■ **Data for the task**:
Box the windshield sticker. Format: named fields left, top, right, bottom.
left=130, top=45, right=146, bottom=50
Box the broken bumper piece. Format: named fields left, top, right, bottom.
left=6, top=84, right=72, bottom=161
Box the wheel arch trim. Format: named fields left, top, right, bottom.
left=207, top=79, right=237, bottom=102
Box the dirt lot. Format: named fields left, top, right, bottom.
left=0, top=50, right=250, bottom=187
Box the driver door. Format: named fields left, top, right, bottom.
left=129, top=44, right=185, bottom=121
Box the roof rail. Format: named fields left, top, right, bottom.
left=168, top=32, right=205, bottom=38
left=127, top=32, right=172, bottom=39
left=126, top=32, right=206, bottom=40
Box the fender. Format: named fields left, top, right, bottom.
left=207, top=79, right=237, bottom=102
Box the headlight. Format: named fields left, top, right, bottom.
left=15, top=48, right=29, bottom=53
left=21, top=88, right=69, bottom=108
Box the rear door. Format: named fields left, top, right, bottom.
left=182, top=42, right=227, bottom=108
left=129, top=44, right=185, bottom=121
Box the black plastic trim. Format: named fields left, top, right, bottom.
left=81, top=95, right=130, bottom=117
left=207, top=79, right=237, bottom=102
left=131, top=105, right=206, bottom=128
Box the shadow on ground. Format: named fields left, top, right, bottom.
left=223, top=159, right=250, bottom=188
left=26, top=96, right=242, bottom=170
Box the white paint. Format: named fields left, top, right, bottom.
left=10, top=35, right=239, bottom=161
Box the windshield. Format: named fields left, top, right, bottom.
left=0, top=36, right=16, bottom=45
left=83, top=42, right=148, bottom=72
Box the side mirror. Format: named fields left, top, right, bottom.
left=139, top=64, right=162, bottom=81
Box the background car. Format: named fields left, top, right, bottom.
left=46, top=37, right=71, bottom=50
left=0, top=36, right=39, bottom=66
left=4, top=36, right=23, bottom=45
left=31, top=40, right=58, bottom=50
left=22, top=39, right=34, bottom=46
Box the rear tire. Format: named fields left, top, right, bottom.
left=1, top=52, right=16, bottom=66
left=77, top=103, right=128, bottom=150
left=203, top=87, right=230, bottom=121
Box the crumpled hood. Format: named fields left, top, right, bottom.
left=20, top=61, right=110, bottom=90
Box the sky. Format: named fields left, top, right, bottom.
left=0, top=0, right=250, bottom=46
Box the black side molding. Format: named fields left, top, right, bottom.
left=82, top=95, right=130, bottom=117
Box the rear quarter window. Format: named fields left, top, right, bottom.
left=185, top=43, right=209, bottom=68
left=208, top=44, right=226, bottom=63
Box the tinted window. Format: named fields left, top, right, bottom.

■ **Task goal**:
Count how many lines in the entries above contain the string "side", where uppercase and lowercase letters count as different, and reply with that number alone.

■ **Full solution**:
2